* Direction 1
Name every author mentioned in the footnotes of the literary history extract.

* Extract provided
For literature, indeed, the West-Saxon period has very little permanent
significance. Plenty of its other writing remains in the shape of religious
prose--sermons, lives and legends of saints, biblical paraphrases, and
similar work in which the monastic and priestly spirit took delight, but
which is generally dull with the dulness of medieval commonplace
didacticism and fantastic symbolism. The country, too, was still distracted
with wars. Within fifty years after Alfred's death, to be sure, his
descendants had won back the whole of England from 'Danish' rule (though
the 'Danes,' then constituting half the population of the north and east,
have remained to the present day a large element in the English race). But
near the end of the tenth century new swarms of 'Danes' reappeared from the
Baltic lands, once more slaughtering and devastating, until at last in the
eleventh century the 'Danish' though Christian Canute ruled for twenty
years over all England. In such a time there could be little intellectual
or literary life. But the decline of the Anglo-Saxon literature speaks also
partly of stagnation in the race itself. The people, though still sturdy,
seem to have become somewhat dull from inbreeding and to have required an
infusion of altogether different blood from without. This necessary
renovation was to be violently forced upon them, for in 1066 Duke William
of Normandy landed at Pevensey with his army of adventurers and his
ill-founded claim to the crown, and before him at Hastings fell the gallant
Harold and his nobles. By the fortune of this single fight, followed only
by stern suppression of spasmodic outbreaks, William established himself
and his vassals as masters of the land. England ceased to be Anglo-Saxon
and became, altogether politically, and partly in race, Norman-French, a
change more radical and far-reaching than any which it has since undergone.
[Footnote: Vivid though inaccurate pictures of life and events at the time
of the Norman Conquest are given in Bulwer-Lytton's 'Harold' and Charles
Kingsley's 'Hereward the Wake.' Tennyson's tragedy 'Harold' is much better
than either, though more limited in scope.]




CHAPTER II

PERIOD II. THE NORMAN-FRENCH PERIOD. A.D. 1066 TO ABOUT 1350 [Footnote:
Scott's 'Ivanhoe,' the best-known work of fiction dealing with any part of
this period, is interesting, but as a picture of life at the end of the
twelfth century is very misleading. The date assigned to his 'Betrothed,'
one of his less important, novels, is about the same.]


THE NORMANS. The Normans who conquered England were originally members of
the same stock as the 'Danes' who had harried and conquered it in the
preceding centuries--the ancestors of both were bands of Baltic and North
Sea pirates who merely happened to emigrate in different directions; and a
little farther back the Normans were close cousins, in the general Germanic
family, of the Anglo-Saxons themselves. The exploits of this whole race of
Norse sea-kings make one of the most remarkable chapters in the history of
medieval Europe. In the ninth and tenth centuries they mercilessly ravaged
all the coasts not only of the West but of all Europe from the Rhine to the
Adriatic. 'From the fury of the Norsemen, good Lord, deliver us!' was a
regular part of the litany of the unhappy French. They settled Iceland and
Greenland and prematurely discovered America; they established themselves
as the ruling aristocracy in Russia, and as the imperial body-guard and
chief bulwark of the Byzantine empire at Constantinople; and in the
eleventh century they conquered southern Italy and Sicily, whence in the
first crusade they pressed on with unabated vigor to Asia Minor. Those
bands of them with whom we are here concerned, and who became known
distinctively as Normans, fastened themselves as settlers, early in the
eleventh century, on the northern shore of France, and in return for their
acceptance of Christianity and acknowledgment of the nominal feudal
sovereignty of the French king were recognized as rightful possessors of
the large province which thus came to bear the name of Normandy. Here by
intermarriage with the native women they rapidly developed into a race
which while retaining all their original courage and enterprise took on
also, together with the French language, the French intellectual brilliancy
and flexibility and in manners became the chief exponent of medieval
chivalry.

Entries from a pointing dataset

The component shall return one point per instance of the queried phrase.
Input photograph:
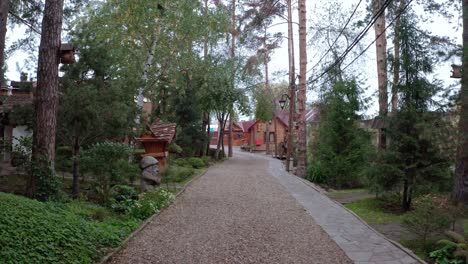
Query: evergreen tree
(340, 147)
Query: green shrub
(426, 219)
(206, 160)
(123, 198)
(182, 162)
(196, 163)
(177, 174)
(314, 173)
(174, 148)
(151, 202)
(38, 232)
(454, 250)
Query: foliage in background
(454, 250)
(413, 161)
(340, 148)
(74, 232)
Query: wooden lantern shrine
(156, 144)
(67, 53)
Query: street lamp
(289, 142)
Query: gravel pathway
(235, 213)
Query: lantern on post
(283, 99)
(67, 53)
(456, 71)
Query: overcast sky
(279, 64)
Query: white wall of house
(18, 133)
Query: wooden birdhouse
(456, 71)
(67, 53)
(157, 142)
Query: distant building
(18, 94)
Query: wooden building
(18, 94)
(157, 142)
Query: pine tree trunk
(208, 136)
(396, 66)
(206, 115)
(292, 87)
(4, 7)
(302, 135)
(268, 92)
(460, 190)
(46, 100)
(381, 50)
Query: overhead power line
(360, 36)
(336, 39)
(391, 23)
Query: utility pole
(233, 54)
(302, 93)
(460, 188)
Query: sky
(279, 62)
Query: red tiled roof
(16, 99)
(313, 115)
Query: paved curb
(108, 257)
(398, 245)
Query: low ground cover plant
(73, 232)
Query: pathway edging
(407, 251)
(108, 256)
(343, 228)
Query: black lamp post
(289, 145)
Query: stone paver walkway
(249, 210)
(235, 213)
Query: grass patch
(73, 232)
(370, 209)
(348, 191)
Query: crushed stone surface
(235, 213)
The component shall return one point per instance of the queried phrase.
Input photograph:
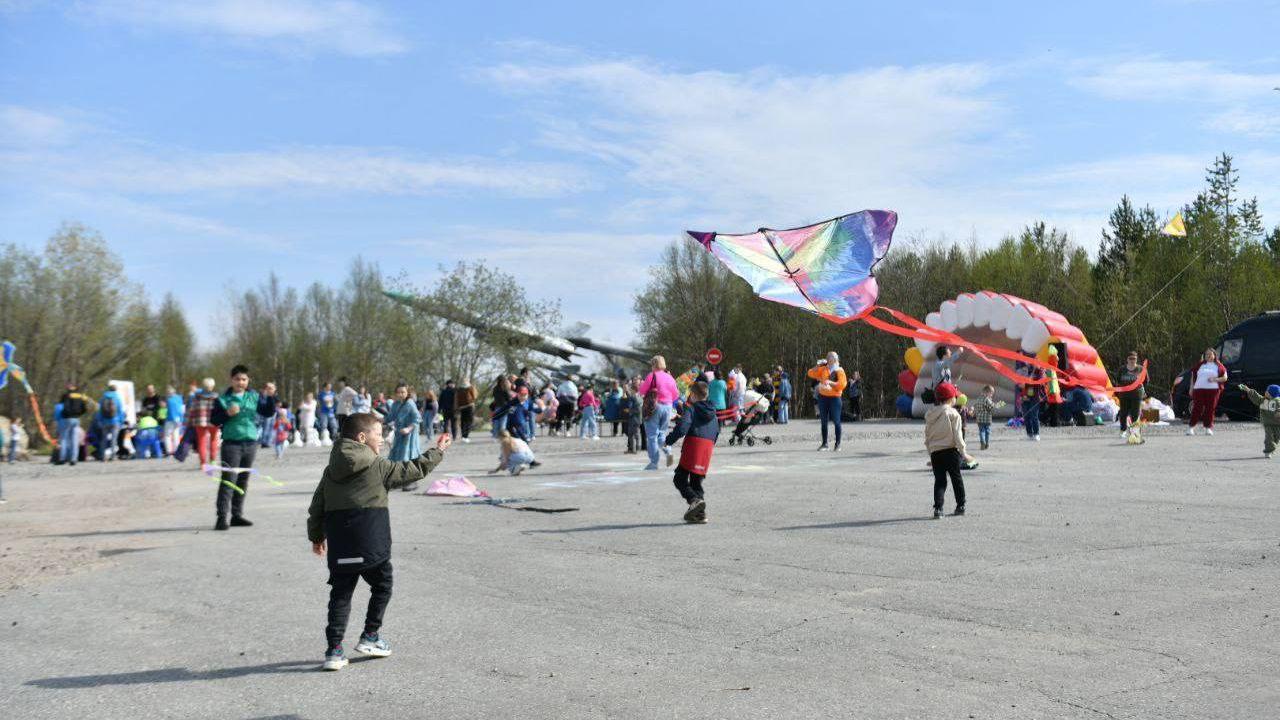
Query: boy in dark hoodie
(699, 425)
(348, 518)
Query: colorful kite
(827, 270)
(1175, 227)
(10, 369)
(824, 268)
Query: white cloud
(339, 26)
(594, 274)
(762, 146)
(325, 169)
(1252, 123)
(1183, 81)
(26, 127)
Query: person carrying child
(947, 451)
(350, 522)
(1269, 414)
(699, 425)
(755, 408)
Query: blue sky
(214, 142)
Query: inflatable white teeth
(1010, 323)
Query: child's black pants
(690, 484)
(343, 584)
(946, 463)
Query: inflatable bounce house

* Direction 2
Copy the listing verbatim, starting at the line that contains "Query: colorful kite" and ending with the last line of the listing.

* Complete response 1
Bulwer-Lytton, Charles Kingsley, Tennyson, Scott

* Complete response 2
Query: colorful kite
(827, 270)
(1175, 227)
(10, 369)
(824, 268)
Query: white cloud
(339, 26)
(594, 274)
(762, 146)
(325, 169)
(1252, 123)
(1183, 81)
(26, 127)
Query: person carrying child
(947, 451)
(350, 522)
(1269, 414)
(699, 425)
(755, 408)
Query: blue sky
(214, 142)
Query: inflatable white teeth
(1010, 323)
Query: child's black pants
(690, 484)
(343, 584)
(946, 463)
Query: inflatable bounce house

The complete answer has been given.